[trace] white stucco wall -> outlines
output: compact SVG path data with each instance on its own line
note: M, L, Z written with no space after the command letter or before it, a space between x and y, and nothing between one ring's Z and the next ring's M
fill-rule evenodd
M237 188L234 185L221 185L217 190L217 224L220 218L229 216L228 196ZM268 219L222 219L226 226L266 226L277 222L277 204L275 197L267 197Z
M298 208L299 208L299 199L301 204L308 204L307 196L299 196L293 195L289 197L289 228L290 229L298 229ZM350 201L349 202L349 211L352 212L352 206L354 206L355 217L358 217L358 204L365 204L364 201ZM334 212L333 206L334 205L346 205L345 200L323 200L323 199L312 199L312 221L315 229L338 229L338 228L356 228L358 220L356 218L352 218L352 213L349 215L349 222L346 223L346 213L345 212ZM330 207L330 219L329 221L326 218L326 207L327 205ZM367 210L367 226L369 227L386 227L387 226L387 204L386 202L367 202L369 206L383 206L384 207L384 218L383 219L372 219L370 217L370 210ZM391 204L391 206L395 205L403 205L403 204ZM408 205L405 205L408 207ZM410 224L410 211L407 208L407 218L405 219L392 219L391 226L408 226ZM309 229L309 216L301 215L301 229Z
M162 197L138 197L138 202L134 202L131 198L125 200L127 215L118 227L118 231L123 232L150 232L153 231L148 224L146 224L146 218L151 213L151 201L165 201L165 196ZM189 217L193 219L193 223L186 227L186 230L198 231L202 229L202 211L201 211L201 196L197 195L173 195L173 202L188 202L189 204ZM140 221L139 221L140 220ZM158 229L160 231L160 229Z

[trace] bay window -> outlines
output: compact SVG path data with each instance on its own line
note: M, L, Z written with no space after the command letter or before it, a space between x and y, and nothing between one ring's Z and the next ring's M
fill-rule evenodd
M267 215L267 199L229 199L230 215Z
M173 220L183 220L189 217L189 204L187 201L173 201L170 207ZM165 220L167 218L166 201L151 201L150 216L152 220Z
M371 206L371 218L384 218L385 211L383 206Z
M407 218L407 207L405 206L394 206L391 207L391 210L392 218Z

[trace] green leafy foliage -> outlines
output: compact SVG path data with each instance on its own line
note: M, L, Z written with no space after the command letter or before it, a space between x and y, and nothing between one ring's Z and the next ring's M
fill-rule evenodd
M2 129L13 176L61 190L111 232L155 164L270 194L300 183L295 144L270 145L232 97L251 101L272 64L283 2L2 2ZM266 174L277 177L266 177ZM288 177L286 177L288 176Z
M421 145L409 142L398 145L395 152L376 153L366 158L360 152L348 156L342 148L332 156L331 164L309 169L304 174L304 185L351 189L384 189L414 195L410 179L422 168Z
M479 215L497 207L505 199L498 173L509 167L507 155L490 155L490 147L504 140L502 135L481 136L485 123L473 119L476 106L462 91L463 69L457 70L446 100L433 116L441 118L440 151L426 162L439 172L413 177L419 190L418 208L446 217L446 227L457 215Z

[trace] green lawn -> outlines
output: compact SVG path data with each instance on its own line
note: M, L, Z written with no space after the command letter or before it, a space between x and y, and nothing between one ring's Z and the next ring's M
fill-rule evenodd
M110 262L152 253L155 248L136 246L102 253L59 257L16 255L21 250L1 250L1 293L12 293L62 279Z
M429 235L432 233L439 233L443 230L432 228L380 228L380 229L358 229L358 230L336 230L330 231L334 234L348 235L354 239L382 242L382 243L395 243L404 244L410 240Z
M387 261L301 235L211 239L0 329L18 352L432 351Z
──────────────────────────────
*Requirements*.
Rewrite every line of the rows above as a JSON list of strings, one string per line, omitting blank lines.

*Complete response*.
[
  "[trace] white stucco wall -> outlines",
  "output: compact SVG path data with each instance on its own line",
  "note: M, L, Z written with no space after the command letter or before it, a space between x and y, and nothing between one ring's Z and the next ring's M",
  "fill-rule evenodd",
  "M237 188L234 185L221 185L217 190L217 224L220 218L229 216L228 196ZM268 219L222 219L226 226L266 226L277 222L277 204L275 197L267 197Z",
  "M298 208L299 208L299 199L301 204L308 204L307 196L299 196L293 195L289 197L289 228L290 229L298 229ZM350 201L349 202L349 211L352 212L352 206L354 206L355 217L358 217L358 204L365 204L364 201ZM334 212L333 206L334 205L346 205L345 200L323 200L323 199L312 199L312 221L315 229L338 229L338 228L356 228L358 220L356 218L352 218L352 213L349 215L349 222L346 223L346 213L345 212ZM330 207L330 219L329 221L326 218L326 207L327 205ZM367 210L367 226L369 227L386 227L387 226L387 204L386 202L367 202L369 206L383 206L384 207L384 218L383 219L372 219L370 217L370 210ZM391 204L391 206L395 205L403 205L403 204ZM408 205L405 205L408 207ZM410 224L410 211L407 208L407 218L405 219L392 219L391 226L408 226ZM309 229L309 216L301 215L301 229Z",
  "M162 197L138 197L138 202L134 202L131 198L125 200L127 215L118 227L118 231L123 232L150 232L153 231L148 224L146 224L146 218L151 213L151 201L165 201L165 196ZM189 217L193 219L193 223L186 227L186 230L198 231L202 229L202 211L201 211L201 196L197 195L173 195L173 202L188 202L189 204ZM140 221L139 221L140 220ZM158 229L160 231L160 229Z",
  "[trace] bay window -> outlines",
  "output: compact SVG path data with each instance on its own line",
  "note: M, L, Z written with no space after the command letter or before it, a space between x and y, and nothing between one ring's Z and the next ring's M",
  "fill-rule evenodd",
  "M267 215L267 199L229 199L230 215Z",
  "M173 220L183 220L189 217L189 204L187 201L173 201L170 207ZM165 220L167 218L166 201L151 201L150 216L152 220Z",
  "M371 206L371 218L384 218L385 211L383 206Z",
  "M407 218L407 207L405 206L394 206L391 207L391 210L392 218Z",
  "[trace] green leafy foliage -> outlines",
  "output: compact SVG path data with each instance on its own line",
  "note: M, L, Z written with no space after the command letter or before it, a space between x and y, and nothing between one ring's Z and the next ring's M",
  "fill-rule evenodd",
  "M2 129L13 176L61 190L111 232L155 164L270 194L300 183L295 144L270 145L232 97L251 101L272 64L283 2L2 2ZM266 174L277 177L266 177ZM288 177L286 177L288 176Z",
  "M421 145L409 142L398 145L395 152L376 153L366 158L360 152L348 156L342 148L332 156L331 164L309 169L304 174L304 185L351 189L384 189L414 195L410 179L422 168Z",
  "M479 215L497 207L505 199L498 173L509 167L507 155L490 155L490 147L504 140L502 135L481 136L485 123L473 119L476 106L462 91L463 69L457 70L446 100L433 116L441 118L440 151L426 162L439 172L413 177L419 190L418 208L446 217L446 227L457 215Z",
  "[trace] green lawn -> outlines",
  "output: compact SVG path data with each instance on its own line",
  "note: M, L, Z written with no space after the command letter or before it, a space between x and y, and nothing between one ring's Z and the next ring's M",
  "fill-rule evenodd",
  "M110 262L152 253L155 248L136 246L102 253L59 257L16 255L21 250L1 250L1 293L12 293L62 279Z",
  "M429 235L432 233L439 233L443 230L432 228L380 228L380 229L358 229L358 230L336 230L330 231L334 234L348 235L354 239L382 242L382 243L395 243L404 244L410 240Z",
  "M387 261L301 235L211 239L0 329L18 352L432 351Z"
]